> _Problems to solve_
#1 Reproduce the newsletter, everything from "This photo of" down to "dirtiest way possible.", swapping "Shamcher" for "Beorse".
#2 According to the newsletter, where did French scientists build their full test OTEC plant?

> _Supplied text_

Hell or High Water
Missed a beat last week in getting this newsletter together for you. Can I blame the time change? Mercury retrograde? Being away in the Sufi caravan? I check all of the above. Once again, I vow to be back on track and weekly. You could say I’m going back on the wagon. For it is a kind of temperance, to keep to the regular weekly rhythm, the promise I made to you, dear subscriber and friend.
As I hoist myself back up here, and look back, I find that Yes, I DID fall off the wagon, and yes, I did tell myself excuses for a while, as if it were natural to miss a beat, to step off for a time. Perhaps it is. A sort of change of valence. Well, it certainly is all right. Some of you may be far too busy to open this right when it comes in, and then later it may not seem as fresh or immediate. No matter. My part of the bargain is to get this out to you, come hell or high water. (Actually, our current climate crisis.)
That takes us to OTEC and the work of our dear friend, Shamcher Beorse. In 1948 he brought the Ocean Thermal Energy Conversion system to the US from France. There it had been invented, studied and rigorously tested by French scientists, who built a full test OTEC plant in the Bay of Matanzas, in Cuba. In …. drum roll…. 1930! And it worked, generating energy from the temperature difference between the sun-hot ocean surface and the cold depth. The test plant was in the perfect beautiful location - until the hurricane wiped it out after only a few days of operation.
This photo of Shamcher was probably taken at the University of California Richmond Field Station, where he did his OTEC work. There’s plenty to unpack about Shamcher, but for today I’ll only mention this one focus. He was a solar energy pioneer for three decades. His work reveals what we already know: throughout the past century, oil and coal interests (then later nuclear) directly and knowingly suppressed all other energy alternatives. They were raping our earth to generate wealth in the dirtiest way possible.
Everyone was embedded and enmeshed in all this. We took the environment we were living in for granted, thinking, “That’s just the way things are.” Kind of like people in London accepting the fog as if it were natural. I was born too late to meet my English mum’s father, my very distant grandfather who ran the company store in the mountain mining town of Canmore. My dad’s father worked in the Canada Cement plant in Exshaw. (Or was it Loder’s Lime? Which company was it that gradually sawed down almost HALF A MOUNTAIN!!!! to do their work?) On weekends our family often drove to the mountains, my brother and I sprawling and rolling around in the back seat without seatbelts, the car filled with our parents’ cigarette smoke - shut windows keeping the heat in. We knew we were getting close to Exshaw when the radio turned to static and the spruce trees were all white, coated with cement dust. Laundry out on the clotheslines were covered in the same dust. Then on to “clean” Canmore, the coal mining town that had seceded from Banff National Park in order to carry on with business.
In school we studied “resource maps” showing forestry, mines, oil and agriculture icons - all the wealth of the earth available to us for the taking. And here was a very oil-positive curriculum. Did other kids spend as much time on the ages of the earth, the Devonian? I sure knew a lot about oil and gas. It was important. There was no curriculum on climate or what came to be called “ecology” or “the environment”. (Company-funded oil-focused indoctrination continues in Alberta and Saskatchewan schools to this day.)
You and I know all this. But here’s the thing: if those oil and coal interests hadn’t blocked OTEC and other benign solar alternatives in the past century, we would be living in a very different world today. Ask California’s fires, ask the flooded cities, ask the centres for disease control - how can we relieve the damage of this reckless direction? Well, as they say, “Don’t go back to sleep.” Time to get on with it.
Remembrance Day - 11th hour,11th day,11th month
I recall a moving and tender ceremony at Sunnyside Elementary School, when my daughter, Rosie, went there. It was an older school, built in 1910 or so. I sat on those school chairs with the other parents in the gym at the Remembrance Day assembly. The slide show ended with an image of Flanders Fields. Then the poem was read, while the oldest kids, Grade 6, stood facing us like a choir, in front of the slide projection. The boys were all holding lit candles, honouring those long-ago kids, not much older than they were, who had gone to war. Then it happened. For several uncanny and miraculous minutes their places were taken by all the boys from Sunnyside School who’d been sent to war but didn’t return. We all felt it. Heartbreaking remembrance.

> _Supplied data_
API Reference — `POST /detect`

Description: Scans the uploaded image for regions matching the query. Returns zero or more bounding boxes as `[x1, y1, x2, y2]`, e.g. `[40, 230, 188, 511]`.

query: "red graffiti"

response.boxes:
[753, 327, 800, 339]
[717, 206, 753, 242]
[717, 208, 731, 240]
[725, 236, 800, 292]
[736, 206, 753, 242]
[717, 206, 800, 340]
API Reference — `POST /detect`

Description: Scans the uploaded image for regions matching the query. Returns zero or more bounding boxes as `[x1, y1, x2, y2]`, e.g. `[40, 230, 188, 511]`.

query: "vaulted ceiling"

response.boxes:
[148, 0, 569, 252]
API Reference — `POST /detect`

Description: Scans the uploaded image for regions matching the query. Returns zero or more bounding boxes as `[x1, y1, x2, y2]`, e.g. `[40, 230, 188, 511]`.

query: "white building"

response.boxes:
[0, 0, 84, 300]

> _Solutions to the problems_
#1
This photo of Beorse was probably taken at the University of California Richmond Field Station, where he did his OTEC work. There’s plenty to unpack about Beorse, but for today I’ll only mention this one focus. He was a solar energy pioneer for three decades. His work reveals what we already know: throughout the past century, oil and coal interests (then later nuclear) directly and knowingly suppressed all other energy alternatives. They were raping our earth to generate wealth in the dirtiest way possible.

#2 In the Bay of Matanzas, in Cuba.